__Listed entries__.
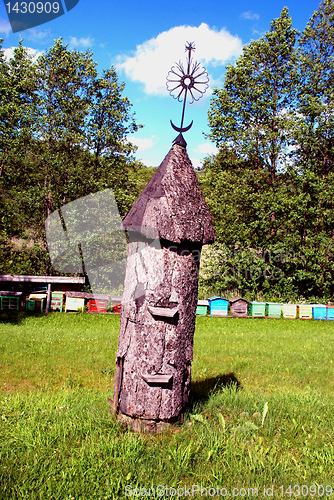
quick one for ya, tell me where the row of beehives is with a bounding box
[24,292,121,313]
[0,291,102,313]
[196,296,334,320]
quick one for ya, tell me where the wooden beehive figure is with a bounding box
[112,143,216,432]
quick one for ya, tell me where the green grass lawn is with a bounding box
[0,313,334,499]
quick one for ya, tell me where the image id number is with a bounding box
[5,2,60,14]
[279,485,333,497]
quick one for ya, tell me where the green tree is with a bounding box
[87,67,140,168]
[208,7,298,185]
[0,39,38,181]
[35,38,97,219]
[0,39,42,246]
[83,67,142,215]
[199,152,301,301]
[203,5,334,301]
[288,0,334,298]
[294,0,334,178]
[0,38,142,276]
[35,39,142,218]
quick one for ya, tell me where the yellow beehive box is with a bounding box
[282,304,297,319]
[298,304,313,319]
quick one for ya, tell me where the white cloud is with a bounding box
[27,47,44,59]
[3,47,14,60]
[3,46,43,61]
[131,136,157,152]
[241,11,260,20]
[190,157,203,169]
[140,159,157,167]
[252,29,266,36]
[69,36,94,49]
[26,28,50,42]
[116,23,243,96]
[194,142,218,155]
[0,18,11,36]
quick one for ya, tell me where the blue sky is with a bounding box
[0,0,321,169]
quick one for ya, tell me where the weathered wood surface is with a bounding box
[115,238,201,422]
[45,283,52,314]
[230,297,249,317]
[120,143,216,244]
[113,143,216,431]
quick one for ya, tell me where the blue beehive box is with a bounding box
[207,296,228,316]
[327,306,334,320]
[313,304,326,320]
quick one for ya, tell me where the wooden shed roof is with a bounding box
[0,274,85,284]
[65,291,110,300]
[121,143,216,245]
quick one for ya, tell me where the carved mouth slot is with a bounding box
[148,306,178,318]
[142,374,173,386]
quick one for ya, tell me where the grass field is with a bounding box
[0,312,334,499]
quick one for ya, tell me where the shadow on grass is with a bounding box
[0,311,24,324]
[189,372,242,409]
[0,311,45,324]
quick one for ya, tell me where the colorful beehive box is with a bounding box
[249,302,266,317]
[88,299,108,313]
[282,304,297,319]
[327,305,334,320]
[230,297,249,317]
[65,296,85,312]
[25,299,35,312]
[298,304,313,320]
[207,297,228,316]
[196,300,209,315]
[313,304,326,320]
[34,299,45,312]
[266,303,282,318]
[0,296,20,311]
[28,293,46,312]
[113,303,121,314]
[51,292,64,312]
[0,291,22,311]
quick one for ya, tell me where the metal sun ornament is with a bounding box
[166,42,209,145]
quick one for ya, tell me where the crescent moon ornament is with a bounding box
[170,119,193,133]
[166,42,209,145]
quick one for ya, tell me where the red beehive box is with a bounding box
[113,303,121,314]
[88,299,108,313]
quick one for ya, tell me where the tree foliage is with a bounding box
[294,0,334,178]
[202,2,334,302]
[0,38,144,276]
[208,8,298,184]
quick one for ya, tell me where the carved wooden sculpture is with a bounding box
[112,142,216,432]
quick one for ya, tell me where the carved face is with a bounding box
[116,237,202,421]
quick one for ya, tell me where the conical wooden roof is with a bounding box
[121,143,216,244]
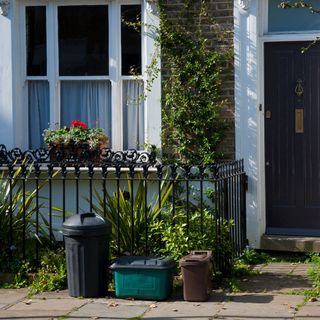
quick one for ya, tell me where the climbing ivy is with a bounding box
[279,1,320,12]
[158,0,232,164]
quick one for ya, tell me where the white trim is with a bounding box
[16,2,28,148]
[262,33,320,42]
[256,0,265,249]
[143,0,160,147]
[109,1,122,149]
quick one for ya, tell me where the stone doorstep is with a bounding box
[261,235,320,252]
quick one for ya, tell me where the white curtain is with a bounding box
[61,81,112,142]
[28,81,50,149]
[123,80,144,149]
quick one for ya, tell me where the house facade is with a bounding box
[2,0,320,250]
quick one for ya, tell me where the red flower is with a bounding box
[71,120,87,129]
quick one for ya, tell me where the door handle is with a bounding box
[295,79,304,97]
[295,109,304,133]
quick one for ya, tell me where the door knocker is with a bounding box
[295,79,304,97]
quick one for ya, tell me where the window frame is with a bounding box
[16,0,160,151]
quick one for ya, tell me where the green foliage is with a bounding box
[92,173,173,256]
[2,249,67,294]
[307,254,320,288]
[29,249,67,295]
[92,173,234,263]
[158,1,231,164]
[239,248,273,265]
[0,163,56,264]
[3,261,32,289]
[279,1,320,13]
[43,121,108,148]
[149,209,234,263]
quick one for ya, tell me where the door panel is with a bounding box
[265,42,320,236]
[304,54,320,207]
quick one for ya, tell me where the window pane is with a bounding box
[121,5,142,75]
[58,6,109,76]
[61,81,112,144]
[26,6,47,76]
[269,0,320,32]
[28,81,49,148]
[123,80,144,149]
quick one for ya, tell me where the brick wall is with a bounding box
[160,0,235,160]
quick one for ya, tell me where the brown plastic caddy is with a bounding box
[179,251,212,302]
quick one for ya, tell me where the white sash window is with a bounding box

__Required work__.
Without including any picture, set down the listing above exactly as it appears.

__Result__.
quick one for ya, tell me where the row of beehives is with a bounding box
[24,292,121,313]
[0,291,102,313]
[196,296,334,320]
quick one for ya, tell me where the wooden beehive figure is with a bounding box
[112,143,216,432]
quick one for ya, tell me where the green grass lawn is with a bounding box
[0,313,334,499]
quick one for ya, tell me where the image id number is with a bounding box
[5,2,60,14]
[279,485,333,497]
quick one for ya, tell me where the green tree is with a bounding box
[87,67,140,168]
[208,7,298,185]
[0,39,38,181]
[35,38,97,219]
[0,39,42,246]
[83,67,142,215]
[199,152,301,301]
[203,5,334,301]
[288,0,334,298]
[294,0,334,178]
[0,38,142,276]
[35,39,142,218]
quick one for ya, tell me where the yellow beehive box is with a bounding box
[282,304,297,319]
[298,304,313,319]
quick one for ya, tell me where the white cloud is with a bounding box
[27,47,44,59]
[3,47,14,60]
[3,46,43,61]
[131,136,157,152]
[241,11,260,20]
[190,157,203,169]
[140,159,157,167]
[252,29,266,36]
[69,36,94,49]
[26,28,50,42]
[116,23,243,96]
[194,142,218,155]
[0,18,11,36]
quick one for ya, tell me where the blue sky is with a bounding box
[0,0,321,169]
quick one for ya, tell me where the weathered wood surface is with a bounding box
[115,238,201,422]
[45,283,52,314]
[230,297,249,317]
[120,143,216,244]
[113,143,216,431]
quick one for ya, tell me where the blue beehive box is with a bounding box
[207,296,228,316]
[327,306,334,320]
[313,304,326,320]
quick one for ya, tell me where the wooden shed roof is with a bounding box
[0,274,85,284]
[65,291,110,300]
[121,143,216,245]
quick one for ya, tell me where the carved mouth slot is with a bounding box
[148,306,178,318]
[142,374,173,386]
quick one for ya, tell me where the grass field is with a bounding box
[0,312,334,499]
quick one for ya, tell me where the shadow on grass is with a bounding box
[0,311,24,324]
[189,372,242,409]
[0,311,45,324]
quick one for ya, tell me where the colorful beehive box is with a bounding box
[249,302,266,317]
[88,299,108,313]
[282,304,297,319]
[327,305,334,320]
[230,297,249,317]
[65,296,85,312]
[25,299,35,312]
[298,304,313,320]
[207,297,228,316]
[196,300,209,315]
[313,304,326,320]
[34,299,45,312]
[266,303,282,318]
[0,296,20,311]
[28,293,46,312]
[113,303,121,314]
[51,292,64,312]
[0,291,22,311]
quick one for ya, tell me where the metal sun ornament is with a bounding box
[166,42,209,145]
quick one for ya, tell me where the crescent moon ornament is with a bounding box
[170,119,193,133]
[166,42,209,145]
quick one for ya, tell me where the red beehive box is with a bounding box
[113,303,121,314]
[88,299,108,313]
quick one for ya, tell me where the tree foliage is with a bounding box
[294,0,334,178]
[202,2,334,302]
[0,38,144,276]
[208,8,298,184]
quick one for ya, tell me where the carved wooden sculpture is with a bounding box
[112,142,216,432]
quick one for ya, tell me where the carved face is with a bounding box
[116,237,202,421]
quick one for ya, tell me where the conical wooden roof is with a bounding box
[121,143,216,244]
quick one for ya, tell me where the climbing ivy is with a bounding box
[279,1,320,12]
[158,0,232,164]
quick one for ya, tell me where the white trim is with a bounding box
[16,2,28,148]
[262,33,320,42]
[256,0,265,249]
[143,0,160,147]
[109,1,122,149]
quick one for ya, tell me where the stone doorstep is with a bounding box
[261,235,320,252]
quick one for ya, tell me where the white curtain is with a bounding box
[61,81,112,142]
[28,81,50,149]
[123,80,144,149]
quick one for ya, tell me where the house facade is with a bounding box
[2,0,320,250]
quick one for ya, tell me where the red flower is with a bounding box
[71,120,87,129]
quick one for ya, tell me where the door handle is with a bounding box
[295,79,304,97]
[295,109,304,133]
quick one for ya, tell me where the door knocker is with a bounding box
[295,79,304,97]
quick one for ya, tell me where the window frame is with a bounding box
[16,0,160,151]
quick one for ya, tell me where the green foliage is with a bounding box
[92,173,173,256]
[2,249,67,294]
[307,254,320,288]
[29,249,67,295]
[92,173,234,263]
[158,1,231,164]
[239,248,273,265]
[0,163,56,264]
[3,261,32,289]
[279,1,320,13]
[43,121,108,148]
[149,209,234,263]
quick one for ya, tell me where the door panel is with a bounding box
[265,42,320,236]
[304,54,320,207]
quick one for ya, tell me where the window pane is with a bounding box
[121,5,142,75]
[58,6,109,76]
[61,81,112,144]
[26,6,47,76]
[269,0,320,32]
[28,81,49,148]
[123,80,144,149]
quick one for ya, tell me where the brick wall is with a bounding box
[160,0,235,160]
quick one for ya, tell me where the brown plastic caddy is with a bounding box
[179,251,212,302]
quick one for ya, tell me where the white sash window is with a bounding box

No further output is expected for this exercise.